- [WHAT IS EXPECTED]: Every record here should be printed again exactly.

** Start of PROVIDED RECORDS **

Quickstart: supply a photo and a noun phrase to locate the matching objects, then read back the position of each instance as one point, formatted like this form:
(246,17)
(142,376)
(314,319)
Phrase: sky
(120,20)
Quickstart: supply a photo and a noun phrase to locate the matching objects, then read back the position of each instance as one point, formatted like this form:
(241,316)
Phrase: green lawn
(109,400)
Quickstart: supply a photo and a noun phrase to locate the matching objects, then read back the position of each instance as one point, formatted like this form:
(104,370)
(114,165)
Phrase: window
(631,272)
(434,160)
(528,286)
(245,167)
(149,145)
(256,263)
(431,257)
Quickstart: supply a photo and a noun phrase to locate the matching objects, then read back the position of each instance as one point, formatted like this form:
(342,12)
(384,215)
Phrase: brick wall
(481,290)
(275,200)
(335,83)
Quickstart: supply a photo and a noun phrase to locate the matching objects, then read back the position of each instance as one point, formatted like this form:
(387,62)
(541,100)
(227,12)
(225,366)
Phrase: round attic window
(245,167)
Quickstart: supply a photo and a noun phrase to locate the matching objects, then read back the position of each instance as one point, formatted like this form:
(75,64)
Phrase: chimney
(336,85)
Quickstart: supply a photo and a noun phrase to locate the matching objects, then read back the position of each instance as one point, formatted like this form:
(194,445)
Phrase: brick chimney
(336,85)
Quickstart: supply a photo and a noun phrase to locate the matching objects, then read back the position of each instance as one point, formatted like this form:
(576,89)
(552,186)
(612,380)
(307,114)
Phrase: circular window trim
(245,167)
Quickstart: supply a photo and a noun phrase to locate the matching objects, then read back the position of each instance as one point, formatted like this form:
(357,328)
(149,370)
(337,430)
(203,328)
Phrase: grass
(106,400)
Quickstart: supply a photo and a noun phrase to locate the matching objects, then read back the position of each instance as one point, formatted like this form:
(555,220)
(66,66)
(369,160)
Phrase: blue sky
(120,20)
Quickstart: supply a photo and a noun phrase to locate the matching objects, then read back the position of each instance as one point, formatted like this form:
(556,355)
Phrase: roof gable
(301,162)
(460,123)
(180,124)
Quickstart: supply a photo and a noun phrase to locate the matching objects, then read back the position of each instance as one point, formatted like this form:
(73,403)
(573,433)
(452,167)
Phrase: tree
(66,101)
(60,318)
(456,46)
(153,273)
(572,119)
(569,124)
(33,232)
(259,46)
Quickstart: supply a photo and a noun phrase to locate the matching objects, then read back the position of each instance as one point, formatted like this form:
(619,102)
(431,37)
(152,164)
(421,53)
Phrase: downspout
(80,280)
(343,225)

** End of PROVIDED RECORDS **

- [ANSWER TO THE TASK]:
Quickstart: supply a photo and a noun phrase to locate the matching objects, then read back the position of each instance as one point, formatted like this form:
(246,17)
(142,376)
(314,319)
Phrase: sky
(120,20)
Quickstart: supply a photo and a noun phrase to locate the matching objects, then read back the position of each instance as one point, formatted like this form:
(241,316)
Phrase: green lawn
(109,400)
Quickstart: supply a photo and a noun phrase to locate the matching objects, then read back the position of each instance as one point, formatted like this form:
(104,370)
(114,165)
Phrase: window
(631,272)
(434,160)
(528,286)
(245,167)
(149,145)
(256,263)
(431,257)
Quickstart: supply a photo and a noun phrase to locate the matching objects, then read back the position of each instance as one point, formatted like this form:
(342,12)
(384,215)
Phrase: brick wall
(481,290)
(275,200)
(335,83)
Quickstart: supply a photo and a noun phrase to locate the matching objects, then read back the position of each instance as one point, formatted like this form:
(387,62)
(541,100)
(227,12)
(225,366)
Phrase: round attic window
(245,167)
Quickstart: supply a photo and a noun phrase to locate the matching objects, then read back the position of each instance as one point, formatted like this form:
(75,64)
Phrase: chimney
(336,85)
Quickstart: supply a photo and a noun phrase to locate the matching objects, then read back the position of each instance as one point, formatted like this form:
(194,445)
Phrase: brick chimney
(336,85)
Quickstart: supply a photo and a noun phrase to locate the matching objects, then read back the position of each instance as one point, formatted like this form:
(576,89)
(552,186)
(612,380)
(307,114)
Phrase: circular window trim
(245,167)
Quickstart: supply a photo and a noun phrase to locate the matching objects, then read back the position of each instance as one point, formatted like this form:
(357,328)
(149,370)
(337,430)
(203,328)
Phrase: grass
(106,400)
Quickstart: supply a photo and a noun phrase to locate the matching objects, then read back the position of each instance as one point, formatted like this form:
(555,220)
(66,66)
(369,160)
Phrase: blue sky
(120,20)
Quickstart: supply a photo and a noun phrase to locate the matching objects, then read back the position of each instance as one point, formatted like this form:
(556,355)
Phrase: roof gable
(301,162)
(460,123)
(180,124)
Quickstart: supply a photo and a noun phrase to locate the matching objects, then read back the position of each instance as one point, formatted like this form:
(73,403)
(573,433)
(452,167)
Phrase: tree
(66,101)
(60,318)
(456,46)
(153,273)
(572,119)
(569,124)
(33,232)
(259,46)
Quickstart: supply a photo and a noun phrase to locate the matching objects, then read back the position of each instance as one point, formatted like this form:
(619,102)
(431,37)
(152,164)
(421,53)
Phrase: downspout
(80,280)
(343,225)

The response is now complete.